**Short task**. Please rewrite the entries below, swapping "outline" for "contour" and keeping everything else the same. Leave the pictures out of your answer.

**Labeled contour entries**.
-- start --

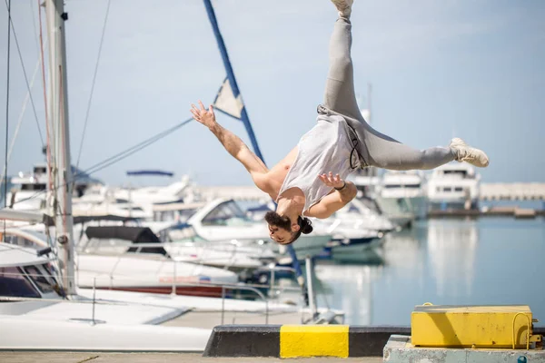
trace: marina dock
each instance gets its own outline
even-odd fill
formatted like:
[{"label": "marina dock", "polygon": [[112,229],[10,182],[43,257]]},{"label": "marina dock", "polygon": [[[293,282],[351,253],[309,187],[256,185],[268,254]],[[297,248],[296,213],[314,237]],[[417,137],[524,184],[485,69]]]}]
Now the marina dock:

-- end --

**Task solution**.
trace: marina dock
each instance gets its own contour
even-odd fill
formatted like:
[{"label": "marina dock", "polygon": [[112,229],[10,182],[43,257]]},{"label": "marina dock", "polygon": [[[293,282],[351,253],[309,187],[256,185],[268,254]],[[297,248],[296,213],[314,237]],[[417,137],[524,184],[485,69]]]}]
Now the marina dock:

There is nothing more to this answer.